◆ **Work instructions**:
a. In the source extract, what must a chapter apply for if it sells plants grown by a licensed Florida nursery?
b. Reproduce the part of the source extract starting with "Over time, some" and going on through "attractive home landscape.".

◆ **Source extract**:

§ §

Payments Using e-Pay
Payments are due on the 1st of the month following the end of each Filing Frequency period and are late on the 20th day. For example, a semi-annual Jan-June period is due July 1 and late July 20. Reminders are emailed. You must report $0 if no sales were made during the period. However you elect to pay, your EIN and "business partner number" (on the back of the DR-13) are required. The Enrollment page is here. Wishing you large gross receipts.
Most Chapters sponsor at least one Florida Native plant sale during the year. This is a great opportunity to do a lot of public education while making revenue for the Chapter. Plants usually are either propagated by the membership or purchased at a wholesale price from a local native plant nursery, or both. In any case, it is advisable to sell native plants that naturally occur in your area, and ideally come from local plant material. Not only will the plant be likely to perform better, but there will be no risk of accidentally introducing a different genetic strain into your local populations that may reduce the fitness of local populations placing them at risk of extinction. The FNPS website has a listing of plants by county where you can get ideas for your plant sale.
Important: Florida requires anyone who is selling or growing plants to register with the state. If you are selling plants grown by a licensed Florida nursery, you will need to apply for a Certificate of Stock Dealer Registration. You can learn more from FDACS. If you are growing plants or selling plants grown by non-licensed growers (including chapter members) you will need to apply for a Certificate of Nursery Registration.
Over time, some best practices have emerged for a successful plant sale. These include, but are not limited to:
- Bring adequate change in the cash box, especially ones.
- Label plants clearly with scientific and common name.
- Show off the natives! Provide a local variety of trees, shrubs, grasses and wildflowers.
- Provide profile sheets or cards with cultivation tips.
- Laminate a profile that shows the plant in bloom (especially important if plants are not in bloom during the sale!)
- Group plants according to habitat, water requirements, or landscaping compatibility.
- Sell a butterfly garden "kit."
- Create a display showing native plants in an attractive home landscape.
- Bring reference books, both for landscaping and field identification.
- Offer other merchandise during the plant sale – some people live in apartments!
- Give all shoppers a membership brochure and review the benefits of membership.
- Distribute the Association of Florida Native Plant Nurseries Real Guide for Florida Gardeners.
Native plant seminars, classes, or slide shows have also proven to be effective fund-raisers.The speaker can request that a donation be made to the Chapter in lieu of an honorarium or payment. Community organizations are usually willing to negotiate a donation amount on this basis. Another approach is to charge participants a registration fee to attend a class or seminar. If you have a free venue and a free speaker, your Chapter can bank the income. However, you may be able to charge a larger registration fee and draw a larger audience with a big name; in this case part of the revenue may go to an honorarium and hall rental, but it may be worth it. Sponsoring and marketing a public seminar will also promote your Chapter while generating revenue!

§ §

◆ **Extracted data**:
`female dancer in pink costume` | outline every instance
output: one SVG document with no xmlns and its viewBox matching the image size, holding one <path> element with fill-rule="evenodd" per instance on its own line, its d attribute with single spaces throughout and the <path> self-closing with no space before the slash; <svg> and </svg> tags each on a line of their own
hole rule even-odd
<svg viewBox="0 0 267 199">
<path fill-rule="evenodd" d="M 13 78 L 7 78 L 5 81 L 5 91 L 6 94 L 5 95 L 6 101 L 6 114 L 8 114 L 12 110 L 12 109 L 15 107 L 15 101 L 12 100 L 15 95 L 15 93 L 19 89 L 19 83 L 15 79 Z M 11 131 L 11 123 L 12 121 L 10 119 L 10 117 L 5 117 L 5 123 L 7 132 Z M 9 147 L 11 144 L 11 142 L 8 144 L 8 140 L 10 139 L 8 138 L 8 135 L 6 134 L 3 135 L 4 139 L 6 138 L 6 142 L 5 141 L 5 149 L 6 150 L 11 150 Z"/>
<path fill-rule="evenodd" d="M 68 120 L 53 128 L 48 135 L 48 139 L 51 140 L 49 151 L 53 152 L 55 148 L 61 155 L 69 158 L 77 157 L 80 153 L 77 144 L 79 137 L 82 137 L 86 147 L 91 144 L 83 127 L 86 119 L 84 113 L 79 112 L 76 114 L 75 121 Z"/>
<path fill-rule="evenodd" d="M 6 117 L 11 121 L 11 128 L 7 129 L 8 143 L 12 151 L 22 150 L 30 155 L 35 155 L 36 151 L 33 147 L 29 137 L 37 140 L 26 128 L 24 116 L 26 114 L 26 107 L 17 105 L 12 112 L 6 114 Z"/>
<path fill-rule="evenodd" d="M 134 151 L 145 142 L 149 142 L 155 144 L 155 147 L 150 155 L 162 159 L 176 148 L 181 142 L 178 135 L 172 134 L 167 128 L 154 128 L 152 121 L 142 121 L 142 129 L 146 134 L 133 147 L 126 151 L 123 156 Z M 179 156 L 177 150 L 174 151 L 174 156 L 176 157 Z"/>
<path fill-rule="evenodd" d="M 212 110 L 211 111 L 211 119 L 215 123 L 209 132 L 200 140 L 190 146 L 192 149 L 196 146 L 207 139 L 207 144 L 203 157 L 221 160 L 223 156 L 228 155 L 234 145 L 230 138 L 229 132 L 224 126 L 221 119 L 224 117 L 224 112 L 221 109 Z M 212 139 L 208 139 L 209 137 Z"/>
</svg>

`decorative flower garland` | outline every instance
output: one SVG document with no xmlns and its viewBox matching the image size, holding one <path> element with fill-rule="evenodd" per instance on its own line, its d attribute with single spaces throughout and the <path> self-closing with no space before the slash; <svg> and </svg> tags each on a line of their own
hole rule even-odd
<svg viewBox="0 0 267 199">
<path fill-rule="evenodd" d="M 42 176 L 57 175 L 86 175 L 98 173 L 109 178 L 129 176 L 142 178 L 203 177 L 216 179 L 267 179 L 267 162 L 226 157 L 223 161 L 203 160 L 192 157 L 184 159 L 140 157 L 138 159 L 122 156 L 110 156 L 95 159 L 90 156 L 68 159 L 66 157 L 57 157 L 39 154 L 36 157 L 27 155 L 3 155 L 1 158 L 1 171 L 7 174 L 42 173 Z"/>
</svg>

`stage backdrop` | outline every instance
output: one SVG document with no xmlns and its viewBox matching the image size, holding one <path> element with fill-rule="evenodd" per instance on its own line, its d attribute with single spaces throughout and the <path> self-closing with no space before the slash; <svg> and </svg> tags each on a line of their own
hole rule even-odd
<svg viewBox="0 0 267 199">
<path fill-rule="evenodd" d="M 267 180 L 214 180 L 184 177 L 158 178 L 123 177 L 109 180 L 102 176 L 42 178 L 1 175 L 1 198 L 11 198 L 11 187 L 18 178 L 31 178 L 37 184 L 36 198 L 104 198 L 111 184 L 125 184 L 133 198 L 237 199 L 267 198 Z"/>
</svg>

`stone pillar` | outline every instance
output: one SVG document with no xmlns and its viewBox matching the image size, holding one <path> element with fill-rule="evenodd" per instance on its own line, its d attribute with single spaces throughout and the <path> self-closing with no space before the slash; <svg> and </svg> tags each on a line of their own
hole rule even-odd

§ §

◆ **Answers for this exercise**:
a. A Certificate of Stock Dealer Registration.

b.
Over time, some best practices have emerged for a successful plant sale. These include, but are not limited to:
- Bring adequate change in the cash box, especially ones.
- Label plants clearly with scientific and common name.
- Show off the natives! Provide a local variety of trees, shrubs, grasses and wildflowers.
- Provide profile sheets or cards with cultivation tips.
- Laminate a profile that shows the plant in bloom (especially important if plants are not in bloom during the sale!)
- Group plants according to habitat, water requirements, or landscaping compatibility.
- Sell a butterfly garden "kit."
- Create a display showing native plants in an attractive home landscape.